# Try it
Hunt for the word "door" across the entries below, copying each line that holds it.

(Items listed in a dataset)
*** Begin section ***

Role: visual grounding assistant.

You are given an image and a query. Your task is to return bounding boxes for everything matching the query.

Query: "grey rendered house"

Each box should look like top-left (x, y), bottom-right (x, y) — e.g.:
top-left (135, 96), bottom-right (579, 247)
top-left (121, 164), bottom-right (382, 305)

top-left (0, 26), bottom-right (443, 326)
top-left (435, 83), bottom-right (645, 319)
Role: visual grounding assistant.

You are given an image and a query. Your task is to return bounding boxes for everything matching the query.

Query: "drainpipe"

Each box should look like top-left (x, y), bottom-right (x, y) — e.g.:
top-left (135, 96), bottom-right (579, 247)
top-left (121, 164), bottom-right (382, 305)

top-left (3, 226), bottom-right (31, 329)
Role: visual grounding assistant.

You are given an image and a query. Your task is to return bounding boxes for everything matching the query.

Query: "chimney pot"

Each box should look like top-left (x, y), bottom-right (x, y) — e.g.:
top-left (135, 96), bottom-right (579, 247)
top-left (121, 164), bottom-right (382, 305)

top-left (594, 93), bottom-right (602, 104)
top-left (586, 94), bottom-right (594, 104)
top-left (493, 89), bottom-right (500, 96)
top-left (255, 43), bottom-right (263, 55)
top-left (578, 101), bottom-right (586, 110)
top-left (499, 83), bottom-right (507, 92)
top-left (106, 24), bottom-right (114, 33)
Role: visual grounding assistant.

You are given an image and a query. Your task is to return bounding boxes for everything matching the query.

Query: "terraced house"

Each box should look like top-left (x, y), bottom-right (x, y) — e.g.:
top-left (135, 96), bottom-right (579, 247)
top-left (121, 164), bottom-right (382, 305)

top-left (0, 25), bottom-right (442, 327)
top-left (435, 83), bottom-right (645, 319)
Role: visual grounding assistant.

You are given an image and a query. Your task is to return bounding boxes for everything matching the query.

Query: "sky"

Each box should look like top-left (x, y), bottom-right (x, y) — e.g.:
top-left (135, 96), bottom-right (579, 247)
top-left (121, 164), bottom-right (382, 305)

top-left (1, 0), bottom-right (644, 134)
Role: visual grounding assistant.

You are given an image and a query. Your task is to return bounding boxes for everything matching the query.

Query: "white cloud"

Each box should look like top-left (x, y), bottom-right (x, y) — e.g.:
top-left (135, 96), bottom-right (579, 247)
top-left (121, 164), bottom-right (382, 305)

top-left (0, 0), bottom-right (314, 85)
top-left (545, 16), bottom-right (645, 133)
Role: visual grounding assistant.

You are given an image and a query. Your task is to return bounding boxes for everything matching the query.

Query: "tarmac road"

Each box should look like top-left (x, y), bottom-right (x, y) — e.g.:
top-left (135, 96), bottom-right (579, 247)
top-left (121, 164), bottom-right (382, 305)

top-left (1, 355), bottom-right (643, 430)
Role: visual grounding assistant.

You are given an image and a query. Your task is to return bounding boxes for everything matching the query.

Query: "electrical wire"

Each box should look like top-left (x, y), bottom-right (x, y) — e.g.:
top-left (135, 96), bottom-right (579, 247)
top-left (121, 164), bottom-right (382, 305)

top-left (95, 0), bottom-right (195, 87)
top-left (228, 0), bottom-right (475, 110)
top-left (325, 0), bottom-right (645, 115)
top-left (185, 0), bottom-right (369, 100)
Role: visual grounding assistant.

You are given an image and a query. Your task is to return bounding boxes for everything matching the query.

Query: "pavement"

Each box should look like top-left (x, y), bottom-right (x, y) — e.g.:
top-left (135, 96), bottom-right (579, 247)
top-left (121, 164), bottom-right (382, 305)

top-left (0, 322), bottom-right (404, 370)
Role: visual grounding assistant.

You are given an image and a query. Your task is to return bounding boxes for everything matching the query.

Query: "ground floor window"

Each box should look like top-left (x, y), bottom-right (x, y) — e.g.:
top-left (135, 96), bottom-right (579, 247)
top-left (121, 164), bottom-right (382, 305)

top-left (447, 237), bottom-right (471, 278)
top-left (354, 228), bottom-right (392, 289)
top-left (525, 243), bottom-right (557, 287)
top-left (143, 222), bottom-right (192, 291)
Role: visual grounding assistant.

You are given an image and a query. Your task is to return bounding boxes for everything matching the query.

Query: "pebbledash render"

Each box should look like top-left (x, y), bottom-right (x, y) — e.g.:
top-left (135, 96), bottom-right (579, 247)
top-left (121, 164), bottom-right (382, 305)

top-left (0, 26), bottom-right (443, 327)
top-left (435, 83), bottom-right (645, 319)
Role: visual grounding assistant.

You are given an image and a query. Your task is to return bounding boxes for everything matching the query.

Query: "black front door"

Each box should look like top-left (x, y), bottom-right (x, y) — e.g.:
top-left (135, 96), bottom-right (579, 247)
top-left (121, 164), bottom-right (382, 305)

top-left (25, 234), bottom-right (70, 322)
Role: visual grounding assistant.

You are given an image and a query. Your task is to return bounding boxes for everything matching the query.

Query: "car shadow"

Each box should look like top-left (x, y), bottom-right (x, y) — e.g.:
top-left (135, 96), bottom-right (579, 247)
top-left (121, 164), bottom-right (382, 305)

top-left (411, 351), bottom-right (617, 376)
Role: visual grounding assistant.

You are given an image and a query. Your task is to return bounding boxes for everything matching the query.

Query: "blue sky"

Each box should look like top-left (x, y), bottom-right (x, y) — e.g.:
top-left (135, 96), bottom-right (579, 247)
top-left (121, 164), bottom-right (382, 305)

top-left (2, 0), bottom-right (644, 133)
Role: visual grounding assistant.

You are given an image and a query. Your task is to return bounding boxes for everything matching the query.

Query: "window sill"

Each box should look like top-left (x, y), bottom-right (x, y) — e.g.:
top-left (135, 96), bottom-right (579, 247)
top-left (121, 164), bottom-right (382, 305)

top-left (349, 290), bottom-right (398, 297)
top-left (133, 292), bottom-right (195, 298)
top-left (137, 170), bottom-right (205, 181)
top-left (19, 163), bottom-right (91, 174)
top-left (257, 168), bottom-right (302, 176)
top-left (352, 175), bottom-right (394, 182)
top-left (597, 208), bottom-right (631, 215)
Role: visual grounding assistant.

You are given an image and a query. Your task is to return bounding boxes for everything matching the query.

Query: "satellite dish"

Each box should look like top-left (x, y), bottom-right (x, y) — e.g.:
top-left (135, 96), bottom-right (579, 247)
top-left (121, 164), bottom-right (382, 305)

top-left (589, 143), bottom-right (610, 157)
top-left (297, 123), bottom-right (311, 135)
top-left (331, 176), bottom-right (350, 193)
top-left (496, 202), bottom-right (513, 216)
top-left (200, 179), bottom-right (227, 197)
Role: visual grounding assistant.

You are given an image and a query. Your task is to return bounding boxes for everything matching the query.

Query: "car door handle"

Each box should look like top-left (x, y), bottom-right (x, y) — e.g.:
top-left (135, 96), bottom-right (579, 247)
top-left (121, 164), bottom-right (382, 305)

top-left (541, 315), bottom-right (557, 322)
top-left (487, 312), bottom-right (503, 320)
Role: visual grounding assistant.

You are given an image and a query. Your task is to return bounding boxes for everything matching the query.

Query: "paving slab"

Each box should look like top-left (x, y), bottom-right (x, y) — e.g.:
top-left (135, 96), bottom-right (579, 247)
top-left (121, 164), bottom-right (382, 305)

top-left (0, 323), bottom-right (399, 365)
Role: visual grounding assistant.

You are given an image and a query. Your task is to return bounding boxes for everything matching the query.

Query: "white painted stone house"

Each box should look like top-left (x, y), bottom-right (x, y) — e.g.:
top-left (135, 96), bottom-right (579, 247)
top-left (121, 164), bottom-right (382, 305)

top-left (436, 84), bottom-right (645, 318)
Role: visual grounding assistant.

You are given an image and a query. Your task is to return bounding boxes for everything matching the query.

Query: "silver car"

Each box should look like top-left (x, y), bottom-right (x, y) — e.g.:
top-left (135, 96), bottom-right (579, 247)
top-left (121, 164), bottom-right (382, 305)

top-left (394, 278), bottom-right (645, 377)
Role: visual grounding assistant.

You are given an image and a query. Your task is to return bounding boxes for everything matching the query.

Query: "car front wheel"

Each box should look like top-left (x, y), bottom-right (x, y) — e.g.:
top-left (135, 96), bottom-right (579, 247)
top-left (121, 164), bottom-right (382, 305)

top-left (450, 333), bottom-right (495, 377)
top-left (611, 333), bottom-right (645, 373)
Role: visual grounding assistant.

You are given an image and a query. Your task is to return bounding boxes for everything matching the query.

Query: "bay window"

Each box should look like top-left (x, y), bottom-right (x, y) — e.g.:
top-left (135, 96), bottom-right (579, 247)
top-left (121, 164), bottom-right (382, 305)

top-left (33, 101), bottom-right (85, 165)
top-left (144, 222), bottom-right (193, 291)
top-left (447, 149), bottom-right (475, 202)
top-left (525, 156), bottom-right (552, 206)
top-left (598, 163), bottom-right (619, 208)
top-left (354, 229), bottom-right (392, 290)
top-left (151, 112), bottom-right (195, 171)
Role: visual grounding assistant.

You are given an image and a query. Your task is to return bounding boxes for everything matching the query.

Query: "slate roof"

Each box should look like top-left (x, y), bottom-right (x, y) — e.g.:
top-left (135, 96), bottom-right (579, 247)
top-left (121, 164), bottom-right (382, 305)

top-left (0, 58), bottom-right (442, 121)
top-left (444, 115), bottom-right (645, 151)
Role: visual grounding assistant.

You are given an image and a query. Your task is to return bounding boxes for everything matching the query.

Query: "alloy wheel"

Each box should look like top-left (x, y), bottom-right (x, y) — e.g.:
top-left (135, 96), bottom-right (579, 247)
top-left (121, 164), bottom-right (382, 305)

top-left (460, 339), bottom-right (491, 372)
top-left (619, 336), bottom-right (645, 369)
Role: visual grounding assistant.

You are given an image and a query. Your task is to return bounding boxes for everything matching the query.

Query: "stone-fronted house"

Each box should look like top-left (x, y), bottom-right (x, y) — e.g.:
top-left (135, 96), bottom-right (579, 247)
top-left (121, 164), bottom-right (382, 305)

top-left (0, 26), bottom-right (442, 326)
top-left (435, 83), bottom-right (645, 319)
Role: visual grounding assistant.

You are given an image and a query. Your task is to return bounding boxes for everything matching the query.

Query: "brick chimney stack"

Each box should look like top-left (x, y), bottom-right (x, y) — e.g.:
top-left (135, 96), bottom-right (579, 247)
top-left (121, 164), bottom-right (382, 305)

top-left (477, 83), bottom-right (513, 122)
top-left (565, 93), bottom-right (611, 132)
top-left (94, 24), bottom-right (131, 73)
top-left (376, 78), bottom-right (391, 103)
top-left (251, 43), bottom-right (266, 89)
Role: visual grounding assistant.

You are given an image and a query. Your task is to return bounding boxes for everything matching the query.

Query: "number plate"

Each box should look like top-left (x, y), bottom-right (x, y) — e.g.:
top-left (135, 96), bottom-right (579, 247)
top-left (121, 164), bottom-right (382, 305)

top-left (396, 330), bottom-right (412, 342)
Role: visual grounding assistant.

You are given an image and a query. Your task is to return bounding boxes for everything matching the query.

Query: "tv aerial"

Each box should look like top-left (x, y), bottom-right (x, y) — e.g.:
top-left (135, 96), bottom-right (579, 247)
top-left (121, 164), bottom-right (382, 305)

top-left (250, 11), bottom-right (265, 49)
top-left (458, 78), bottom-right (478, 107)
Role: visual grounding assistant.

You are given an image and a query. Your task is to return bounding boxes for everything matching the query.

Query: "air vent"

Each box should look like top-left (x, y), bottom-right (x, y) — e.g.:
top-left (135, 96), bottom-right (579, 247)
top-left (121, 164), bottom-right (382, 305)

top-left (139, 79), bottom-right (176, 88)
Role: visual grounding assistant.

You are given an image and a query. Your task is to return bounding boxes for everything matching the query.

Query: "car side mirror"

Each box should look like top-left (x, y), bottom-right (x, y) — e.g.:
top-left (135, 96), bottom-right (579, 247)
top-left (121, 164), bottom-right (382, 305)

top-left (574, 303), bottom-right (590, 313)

*** End section ***

# Solution below
Query: "black front door"
Query: "car door handle"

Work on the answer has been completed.